- [Text provided]
========================================================================
Monday, November 09, 2009

I Hate That This Is Still Something That I Am Dealing With

Remember that university-wide curriculum thingumbob I had something to do with? Well, it's passed our university curriculum committee and our faculty senate, and you'd think I'd not have to deal with it any longer, and yet, here I am. A) I hate people, B) I hate this thing, and C) I hate the fact that I allowed the "final" proposal to go forward with something that is totally freaking stupid because I was "picking my battles." Let's just note, re: C, that the people who I appeased are no longer dealing with the thing, and so I should have just alienated those people and steamrolled them in order to make my life easier now. So much for compromise. Compromise is for losers.

Narratives of "Deserving" and Morale

I had a conversation with a colleague last week, the sort of conversation that often will happen around this time of the semester when everybody's feeling overwhelmed and stressed out and like the semester can't end quickly enough. It wasn't a significant conversation in itself, but it's had me thinking about two things that I've connected periodically over the last year throughout discussions about budget crises, curriculum, faculty workload, etc: questions of "deserving" and of "morale."
========================================================================
- [Supplied entries]
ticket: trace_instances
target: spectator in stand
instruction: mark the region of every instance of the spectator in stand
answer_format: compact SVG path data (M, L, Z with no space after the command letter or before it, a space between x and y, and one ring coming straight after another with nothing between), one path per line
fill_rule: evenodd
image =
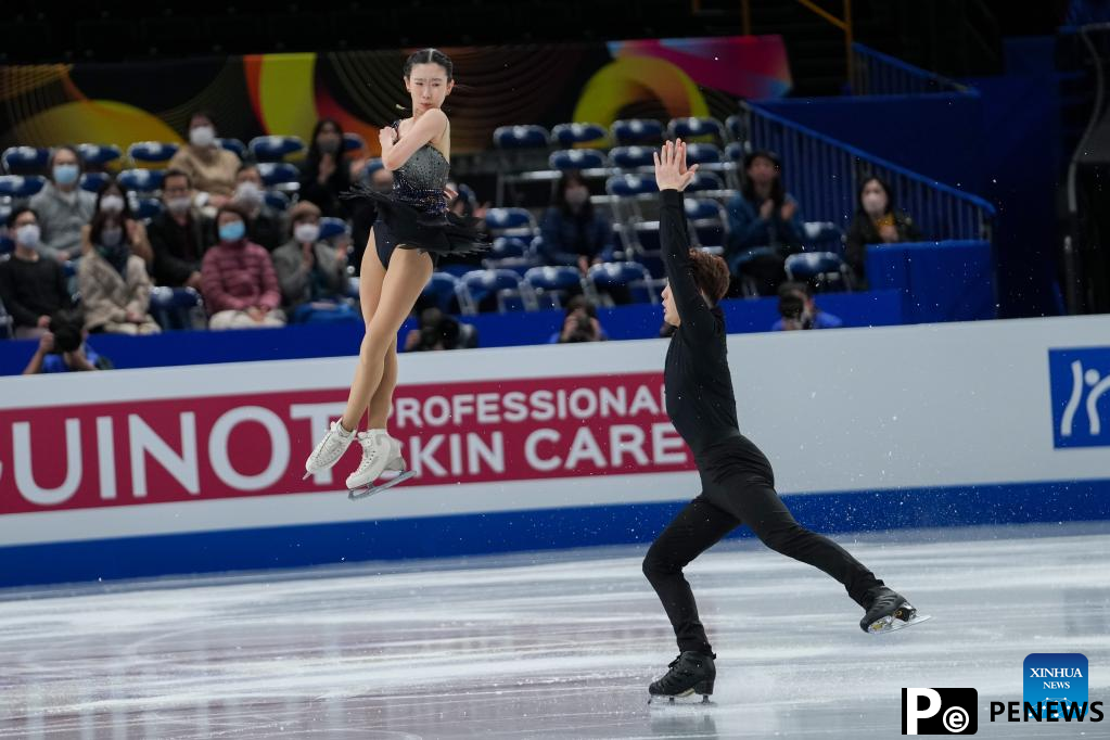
========================================================================
- [What you need to do]
• a. Please say whether each statement agrees with the blog post, answering yes or no and quoting the words of the blog post that decide it: (i) the curriculum proposal passed the faculty senate; (ii) the people the writer appeased are still dealing with the proposal; (iii) the writer's conversation with a colleague took place last week.
• b. Continue the blog post from its final sentence.
The records have nothing to do with the blog post.

- [Responses by task]
• a.
(i) Yes: "it's passed our university curriculum committee and our faculty senate"
(ii) No: "the people who I appeased are no longer dealing with the thing"
(iii) Yes: "I had a conversation with a colleague last week"

• b.
I'll take the second part first. Morale. There have been a lot of discussions over the past year or two at my institution about faculty and staff "morale" - or, rather, not really discussions. Really, the "discussion" amounts to, "Oh, morale is so low. I've never seen people with such low morale." And then that's pretty much the end of it. Sure, people might go on to cast aspersions on the administration, to bemoan the quality or behavior of students, to question policy decisions, or whatever. But the foundation of those comments is always this issue of "morale" as if it's some uniformly problematic thing and as if it is evidence that All Things are Wrong in the World.

Look, I'm not going to pretend that I'm always the most positive, shiny, happy employee - you'd all know that's not true. We all get disgruntled from time to time. What gets me about the turn toward talking about disgruntlement in terms of "morale" is that it's a way of flattening out the issues and of stopping conversation - and that's whether it's a term engaged by faculty and staff or whether it's a term engaged by administration. Instead of talking about specific, practical issues that we can address, we instead talk about how everybody's in a bad mood, as if all bad moods have the same root causes, and as if just solving the "morale" problem would make the practical problems go away.

Except "morale" is a large and unwieldy concept, and what may improve my morale may not improve everybody's. So the more we reduce our conversations to the narrative of "low morale," the more time we take away from actual problem-solving, or so it seems to me.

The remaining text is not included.